What to produce
Output the material below in its entirety, exactly as given.

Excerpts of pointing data
------------------------------------------------------------------------
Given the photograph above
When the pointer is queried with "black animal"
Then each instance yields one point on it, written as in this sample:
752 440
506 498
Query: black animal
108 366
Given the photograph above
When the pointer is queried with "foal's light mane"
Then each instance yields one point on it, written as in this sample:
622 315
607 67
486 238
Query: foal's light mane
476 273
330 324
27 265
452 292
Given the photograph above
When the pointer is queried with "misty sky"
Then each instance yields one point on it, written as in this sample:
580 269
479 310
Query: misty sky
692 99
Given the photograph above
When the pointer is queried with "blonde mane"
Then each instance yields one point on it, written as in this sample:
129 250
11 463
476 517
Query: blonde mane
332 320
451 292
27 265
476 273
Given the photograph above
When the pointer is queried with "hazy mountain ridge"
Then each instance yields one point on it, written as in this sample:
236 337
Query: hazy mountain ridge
------------------------------------------------------------------------
Final result
Given the photograph above
When the pointer is queried with "black animal"
Then each instance yields one point on it, written as in this sample:
752 440
506 498
Query: black animal
108 366
Given the photograph above
When the pointer is queried with "foal's light mane"
Then each instance yields one point on it, written as in this sample:
622 315
607 67
486 238
Query: foal's light mane
476 273
330 324
27 265
452 292
Given the photograph above
When the pointer is queried with "misty sky"
Then each instance yields one point on it, written as in this sample:
580 269
479 310
Query: misty sky
692 99
Given the photograph above
When the pointer is queried with "blonde mane"
Then each instance yields one point on it, written as in this sample:
129 250
11 463
476 517
Query: blonde mane
332 320
451 292
27 265
476 273
Given the photograph above
When the pointer is queried with "hazy mountain ridge"
Then each instance yields one point on it, written as in this sample:
236 337
Query: hazy mountain ridge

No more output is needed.